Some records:
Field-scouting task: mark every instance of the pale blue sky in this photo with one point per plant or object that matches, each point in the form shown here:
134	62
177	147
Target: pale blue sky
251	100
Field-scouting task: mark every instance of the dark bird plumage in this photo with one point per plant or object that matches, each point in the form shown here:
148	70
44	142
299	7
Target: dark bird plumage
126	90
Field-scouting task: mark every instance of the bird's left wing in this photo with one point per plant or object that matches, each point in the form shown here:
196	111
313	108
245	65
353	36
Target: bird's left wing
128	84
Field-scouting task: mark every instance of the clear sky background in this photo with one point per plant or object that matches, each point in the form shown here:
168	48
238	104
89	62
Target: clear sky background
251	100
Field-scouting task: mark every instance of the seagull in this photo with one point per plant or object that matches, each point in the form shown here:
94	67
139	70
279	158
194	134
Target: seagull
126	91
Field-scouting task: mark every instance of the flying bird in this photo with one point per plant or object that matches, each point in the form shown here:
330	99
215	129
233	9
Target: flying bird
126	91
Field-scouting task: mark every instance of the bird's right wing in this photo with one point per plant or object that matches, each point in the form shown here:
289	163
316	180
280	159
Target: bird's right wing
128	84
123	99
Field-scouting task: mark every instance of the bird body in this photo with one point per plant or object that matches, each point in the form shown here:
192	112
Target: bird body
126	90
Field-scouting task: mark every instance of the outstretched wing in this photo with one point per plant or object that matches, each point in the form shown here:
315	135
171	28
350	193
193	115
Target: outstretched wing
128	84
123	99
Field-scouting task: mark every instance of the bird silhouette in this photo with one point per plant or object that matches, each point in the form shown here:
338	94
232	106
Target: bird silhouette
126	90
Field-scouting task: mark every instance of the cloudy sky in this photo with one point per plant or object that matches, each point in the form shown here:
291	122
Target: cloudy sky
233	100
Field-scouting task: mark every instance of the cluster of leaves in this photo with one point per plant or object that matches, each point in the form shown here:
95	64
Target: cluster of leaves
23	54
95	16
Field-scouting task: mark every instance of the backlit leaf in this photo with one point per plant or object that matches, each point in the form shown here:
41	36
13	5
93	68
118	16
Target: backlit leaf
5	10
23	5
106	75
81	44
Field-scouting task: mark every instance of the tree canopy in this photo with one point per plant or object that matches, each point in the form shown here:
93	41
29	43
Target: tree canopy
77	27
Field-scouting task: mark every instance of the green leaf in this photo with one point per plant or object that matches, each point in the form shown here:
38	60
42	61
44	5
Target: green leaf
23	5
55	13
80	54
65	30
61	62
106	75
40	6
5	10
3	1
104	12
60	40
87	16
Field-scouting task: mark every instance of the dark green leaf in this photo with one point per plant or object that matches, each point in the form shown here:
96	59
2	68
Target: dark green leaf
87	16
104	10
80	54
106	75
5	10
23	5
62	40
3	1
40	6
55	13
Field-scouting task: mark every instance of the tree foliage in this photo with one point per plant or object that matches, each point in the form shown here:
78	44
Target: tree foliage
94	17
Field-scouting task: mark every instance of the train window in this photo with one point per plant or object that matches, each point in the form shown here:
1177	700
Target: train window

> [What to do]: All records above must be set down exactly, please.

> [Written response]:
Field-scouting task: mark every instance of the pale blue sky in this photo with one point per plant or object that matches, each point in the form shown here:
134	62
177	147
Target: pale blue sky
251	100
Field-scouting task: mark every instance of the dark bird plumage in this photo with one point per plant or object that matches, each point in the form shown here:
148	70
44	142
299	7
Target: dark bird plumage
126	90
Field-scouting task: mark every instance of the bird's left wing in this photo with one point per plant or object that matches, each point in the form shown here:
196	111
313	108
245	65
353	36
Target: bird's left wing
128	84
Field-scouting task: mark every instance of the clear sky background in this photo with one point per plant or object that matches, each point in the form shown here:
168	48
238	104
89	62
Target: clear sky background
251	100
Field-scouting task: mark every instance of the seagull in this photo with one point per plant or object that matches, each point in the form shown here:
94	67
139	70
279	158
194	134
Target: seagull
126	91
Field-scouting task: mark every instance of the flying bird in this photo with one point per plant or object that matches, each point in the form shown here:
330	99
215	129
233	9
Target: flying bird
126	91
Field-scouting task: mark every instance of the bird's right wing in this photo with one point per plant or object that matches, each point in the form shown here:
289	163
316	180
280	159
Target: bird's right wing
128	84
123	99
Field-scouting task: mark every instance of the bird body in this photo with one point per plant or object that matches, each point in the form shown here:
192	112
Target: bird body
126	90
Field-scouting task: mark every instance of the outstretched wing in this photo with one point per plant or object that matches, each point in the form shown here:
315	135
171	28
350	193
193	115
Target: outstretched wing
128	84
123	99
Field-scouting task: mark every instance of the bird silhouette in this photo with one point per plant or object that matches, each point in the form shown here:
338	94
232	106
Target: bird silhouette
126	90
Field-scouting task: mark every instance of the cloudy sky in this photo with one point per plant or object that matches, each point in the form shown here:
291	122
Target: cloudy sky
233	100
Field-scouting task: mark every instance of the cluster of leaves in this photo with one point per plant or object that matches, each point in the form shown here:
95	64
Target: cluster of leaves
23	54
95	16
Field-scouting task: mark every instance of the backlit leaf in this photo with one point per plant or object that matches, each point in the form shown here:
41	36
13	5
93	68
118	16
Target: backlit leaf
5	10
23	5
106	75
81	44
Field-scouting task: mark every instance of the tree canopy in this photo with one point per plant or object that matches, each point in the form shown here:
93	41
29	43
Target: tree canopy
77	27
Field-scouting task: mark every instance of the green leaf in this photo with one point per plant or object that matches, each point in the form shown here:
38	60
42	61
44	5
Target: green leaf
23	5
55	13
80	54
65	30
61	62
106	75
40	6
5	10
3	1
104	12
60	40
87	16
Field-scouting task: mark every instance of the dark green leaf in this photo with one point per plant or object that matches, each point in the form shown here:
96	59
2	68
Target: dark green leaf
87	16
104	10
80	54
106	75
5	10
23	5
62	40
3	1
40	6
55	13
Field-scouting task: mark every instance of the tree foliage in this photo with one point per plant or object that matches, each point in the form shown here:
78	44
Target: tree foliage
94	17
Field-scouting task: mark every instance of the train window in this photo with one point per plant or object that matches, each point in the form shown here:
1177	700
Target: train window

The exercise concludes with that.